# EXCERPTED RECORDS

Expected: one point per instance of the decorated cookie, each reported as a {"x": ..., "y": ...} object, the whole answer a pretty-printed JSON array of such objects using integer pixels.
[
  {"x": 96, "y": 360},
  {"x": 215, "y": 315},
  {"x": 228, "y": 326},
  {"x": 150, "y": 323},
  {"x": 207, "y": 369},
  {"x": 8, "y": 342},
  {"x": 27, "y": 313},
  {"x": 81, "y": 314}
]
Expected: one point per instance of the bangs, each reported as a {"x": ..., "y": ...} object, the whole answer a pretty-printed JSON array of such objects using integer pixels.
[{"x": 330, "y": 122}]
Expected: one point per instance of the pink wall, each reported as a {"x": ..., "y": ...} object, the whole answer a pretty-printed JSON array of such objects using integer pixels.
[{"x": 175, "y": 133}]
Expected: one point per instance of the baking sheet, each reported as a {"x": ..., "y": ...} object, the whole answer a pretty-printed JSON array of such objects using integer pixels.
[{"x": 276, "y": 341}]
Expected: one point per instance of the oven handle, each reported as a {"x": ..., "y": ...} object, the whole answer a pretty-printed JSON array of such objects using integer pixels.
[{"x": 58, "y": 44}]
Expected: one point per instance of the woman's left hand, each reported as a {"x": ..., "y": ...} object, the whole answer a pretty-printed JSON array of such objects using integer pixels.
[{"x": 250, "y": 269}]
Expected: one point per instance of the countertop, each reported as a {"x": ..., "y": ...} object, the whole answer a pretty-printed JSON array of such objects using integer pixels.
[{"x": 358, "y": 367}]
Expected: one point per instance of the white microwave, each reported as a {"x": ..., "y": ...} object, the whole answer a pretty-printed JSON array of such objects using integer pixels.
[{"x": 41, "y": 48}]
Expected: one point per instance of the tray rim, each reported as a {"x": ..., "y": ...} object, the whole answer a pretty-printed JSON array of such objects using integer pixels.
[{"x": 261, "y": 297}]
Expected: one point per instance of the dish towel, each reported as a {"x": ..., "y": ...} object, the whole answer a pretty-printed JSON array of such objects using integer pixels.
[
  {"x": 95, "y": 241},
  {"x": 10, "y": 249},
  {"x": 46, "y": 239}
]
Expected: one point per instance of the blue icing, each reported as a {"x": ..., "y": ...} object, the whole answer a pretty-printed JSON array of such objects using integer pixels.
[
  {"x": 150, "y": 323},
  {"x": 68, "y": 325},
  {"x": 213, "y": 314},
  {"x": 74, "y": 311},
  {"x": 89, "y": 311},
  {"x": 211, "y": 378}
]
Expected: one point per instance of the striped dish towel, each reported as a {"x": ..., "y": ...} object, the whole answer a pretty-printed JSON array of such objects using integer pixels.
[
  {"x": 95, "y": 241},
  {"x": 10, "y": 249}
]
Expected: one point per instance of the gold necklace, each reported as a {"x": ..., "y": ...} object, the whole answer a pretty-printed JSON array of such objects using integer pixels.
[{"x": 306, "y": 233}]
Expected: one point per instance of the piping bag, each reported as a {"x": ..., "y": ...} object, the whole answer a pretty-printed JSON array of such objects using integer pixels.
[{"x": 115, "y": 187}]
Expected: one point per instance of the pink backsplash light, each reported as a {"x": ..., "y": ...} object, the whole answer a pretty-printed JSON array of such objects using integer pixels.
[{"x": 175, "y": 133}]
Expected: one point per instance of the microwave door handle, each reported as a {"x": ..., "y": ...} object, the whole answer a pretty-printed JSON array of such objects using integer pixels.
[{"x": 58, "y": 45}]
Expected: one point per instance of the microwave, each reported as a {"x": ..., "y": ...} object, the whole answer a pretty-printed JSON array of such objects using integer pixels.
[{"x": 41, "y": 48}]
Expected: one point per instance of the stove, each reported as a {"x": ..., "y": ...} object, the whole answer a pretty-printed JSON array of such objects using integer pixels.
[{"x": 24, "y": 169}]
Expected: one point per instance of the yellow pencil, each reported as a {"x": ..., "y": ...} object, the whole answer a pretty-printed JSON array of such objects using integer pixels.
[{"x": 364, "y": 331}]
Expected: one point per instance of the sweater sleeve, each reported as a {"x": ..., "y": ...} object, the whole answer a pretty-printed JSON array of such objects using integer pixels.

# TASK GOAL
Nothing but an exact reproduction of the entries is wanted.

# WRITTEN REPLY
Expected: one point per instance of the decorated cookie, each reported as a {"x": ..., "y": ...} object, the whole answer a pretty-printed JSON array of such objects using integer pixels.
[
  {"x": 96, "y": 360},
  {"x": 215, "y": 315},
  {"x": 228, "y": 326},
  {"x": 150, "y": 323},
  {"x": 207, "y": 369},
  {"x": 8, "y": 342},
  {"x": 27, "y": 313},
  {"x": 81, "y": 314}
]
Expected: one point per instance of the bangs, each reported as a {"x": ..., "y": ...} object, the whole answer a pretty-printed JSON array of such objects using integer pixels.
[{"x": 330, "y": 122}]
Expected: one point per instance of the pink wall, each reported as a {"x": ..., "y": ...} object, the whole answer a pretty-printed JSON array of such objects using integer pixels.
[{"x": 175, "y": 133}]
Expected: one point per instance of the baking sheet, each reported as a {"x": ..., "y": ...} object, the whole answer a pretty-printed JSON array of such objects using integer pixels.
[{"x": 276, "y": 341}]
Expected: one point per instance of the oven handle, each reported as a {"x": ..., "y": ...} object, the whole answer a pretty-printed JSON array of such objects using integer pixels.
[{"x": 58, "y": 44}]
Expected: one point per instance of the woman's left hand, each reported as a {"x": ..., "y": ...} object, the whole answer a pretty-printed JSON array of such objects using integer pixels.
[{"x": 250, "y": 269}]
Expected: one point per instance of the countertop, each reported as a {"x": ..., "y": ...} object, the whole answer a pretty-printed JSON array of such objects using integer pixels.
[{"x": 358, "y": 367}]
Expected: one point per instance of the white microwave, each reported as a {"x": ..., "y": ...} object, the whole answer a pretty-printed JSON array of such objects using integer pixels.
[{"x": 41, "y": 48}]
Expected: one point per instance of the tray rim, each reported as a {"x": ..., "y": ...} object, the whole answer a pretty-printed JSON array of such objects using integer pixels.
[{"x": 261, "y": 297}]
Expected: one point per instance of the dish towel, each reported as a {"x": ..., "y": ...} object, the whole answer a pretty-printed JSON array of such objects using integer pixels.
[
  {"x": 95, "y": 241},
  {"x": 10, "y": 249},
  {"x": 46, "y": 239}
]
Expected: one point per instance of the blue icing, each reported as a {"x": ..., "y": ...} object, the whole answer a pretty-printed JSON array of such objects using integer pixels.
[
  {"x": 150, "y": 323},
  {"x": 68, "y": 325},
  {"x": 213, "y": 314},
  {"x": 74, "y": 311},
  {"x": 89, "y": 311},
  {"x": 211, "y": 378}
]
Expected: one point per instance of the striped dish towel, each reported as a {"x": ..., "y": ...} object, the whole answer a pretty-printed JSON array of such objects using integer pixels.
[
  {"x": 95, "y": 241},
  {"x": 10, "y": 249}
]
Expected: one point per instance of the gold necklace, each reported as a {"x": ..., "y": ...} object, the whole answer a pretty-printed JSON array of such objects using integer pixels.
[{"x": 306, "y": 233}]
Expected: one point per instance of the piping bag, each reported as a {"x": ..., "y": ...} object, the whole answer a pretty-printed JSON array of such objects using integer pixels.
[{"x": 115, "y": 187}]
Expected: one point per instance of the pink backsplash light, each reported as a {"x": ..., "y": ...} object, the whole answer a pretty-printed JSON array of such objects using integer pixels.
[{"x": 175, "y": 133}]
Expected: one point per instance of the microwave door handle, each reported as a {"x": ..., "y": ...} object, the whole answer a pretty-printed JSON array of such objects using integer pixels.
[{"x": 58, "y": 45}]
Expected: one point per instance of the microwave, each reported as a {"x": ..., "y": ...} object, the whole answer a pretty-printed JSON array of such objects using integer pixels.
[{"x": 41, "y": 48}]
Expected: one point per instance of the stove, each reported as a {"x": ..., "y": ...} object, the whole answer a pretty-printed JSON array of such objects using integer pixels.
[{"x": 24, "y": 169}]
Expected: one point per instance of the yellow pencil, each reported as a {"x": ..., "y": ...} object, the whole answer a pretty-printed JSON array of such objects using integer pixels.
[{"x": 364, "y": 331}]
Expected: one point per instance of the sweater sleeve, each reported as a {"x": ..., "y": ...} object, the whole answer a pretty-printed JSON array of such objects using integer pixels.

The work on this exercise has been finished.